The answer must be every line from the entries below that contains "black".
------ Records provided
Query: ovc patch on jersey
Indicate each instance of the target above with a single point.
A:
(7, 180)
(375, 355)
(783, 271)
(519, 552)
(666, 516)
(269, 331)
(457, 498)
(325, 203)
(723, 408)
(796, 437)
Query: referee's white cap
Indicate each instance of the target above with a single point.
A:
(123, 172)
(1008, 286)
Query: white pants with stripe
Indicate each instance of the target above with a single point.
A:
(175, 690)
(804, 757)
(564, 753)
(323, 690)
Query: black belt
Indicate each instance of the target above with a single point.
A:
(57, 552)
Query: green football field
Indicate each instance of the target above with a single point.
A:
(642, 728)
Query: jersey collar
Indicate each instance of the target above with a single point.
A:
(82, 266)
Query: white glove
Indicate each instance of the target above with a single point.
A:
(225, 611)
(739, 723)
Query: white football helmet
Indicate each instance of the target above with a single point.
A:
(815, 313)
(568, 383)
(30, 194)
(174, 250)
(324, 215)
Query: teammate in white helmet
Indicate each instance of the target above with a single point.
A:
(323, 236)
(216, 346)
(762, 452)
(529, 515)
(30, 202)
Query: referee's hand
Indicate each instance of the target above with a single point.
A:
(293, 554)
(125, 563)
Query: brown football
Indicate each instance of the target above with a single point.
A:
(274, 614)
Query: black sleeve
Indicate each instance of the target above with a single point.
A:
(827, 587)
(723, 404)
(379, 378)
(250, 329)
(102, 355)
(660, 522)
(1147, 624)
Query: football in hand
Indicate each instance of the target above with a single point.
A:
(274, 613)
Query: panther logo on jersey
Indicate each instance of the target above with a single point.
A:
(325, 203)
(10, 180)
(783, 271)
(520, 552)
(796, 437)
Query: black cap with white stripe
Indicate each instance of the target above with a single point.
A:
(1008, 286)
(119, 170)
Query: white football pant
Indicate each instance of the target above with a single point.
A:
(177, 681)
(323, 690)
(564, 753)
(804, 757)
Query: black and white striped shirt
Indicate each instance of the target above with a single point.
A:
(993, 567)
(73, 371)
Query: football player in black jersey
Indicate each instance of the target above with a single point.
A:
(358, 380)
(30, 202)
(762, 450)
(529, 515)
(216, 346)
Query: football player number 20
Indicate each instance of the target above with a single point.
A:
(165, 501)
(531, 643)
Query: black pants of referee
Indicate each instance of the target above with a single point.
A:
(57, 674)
------------
------ Records provided
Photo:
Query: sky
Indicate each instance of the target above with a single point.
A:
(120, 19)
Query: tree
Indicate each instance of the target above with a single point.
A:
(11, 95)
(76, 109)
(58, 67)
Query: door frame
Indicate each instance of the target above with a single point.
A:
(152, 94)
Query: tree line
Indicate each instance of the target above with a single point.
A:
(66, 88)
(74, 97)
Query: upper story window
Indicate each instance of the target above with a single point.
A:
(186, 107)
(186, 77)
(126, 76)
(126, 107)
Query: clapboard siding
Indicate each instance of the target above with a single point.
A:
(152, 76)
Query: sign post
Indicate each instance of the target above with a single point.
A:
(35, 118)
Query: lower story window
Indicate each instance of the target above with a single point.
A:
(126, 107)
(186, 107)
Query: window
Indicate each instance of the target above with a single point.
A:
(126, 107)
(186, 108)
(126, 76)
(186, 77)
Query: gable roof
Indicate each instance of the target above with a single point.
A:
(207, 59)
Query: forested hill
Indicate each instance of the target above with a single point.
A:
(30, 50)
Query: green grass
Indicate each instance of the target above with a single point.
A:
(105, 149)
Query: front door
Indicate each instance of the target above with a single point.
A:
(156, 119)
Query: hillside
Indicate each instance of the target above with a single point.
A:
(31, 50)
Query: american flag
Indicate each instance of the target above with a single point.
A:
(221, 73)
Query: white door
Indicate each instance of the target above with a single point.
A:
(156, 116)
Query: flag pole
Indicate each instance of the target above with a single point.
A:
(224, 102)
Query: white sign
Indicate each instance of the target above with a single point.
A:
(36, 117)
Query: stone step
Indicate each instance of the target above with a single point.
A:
------------
_Expected output_:
Query: black belt
Query: black sleeve
Query: black cap with white stripe
Query: black and white striped shirt
Query: football player in black jersey
Query: black pants of referee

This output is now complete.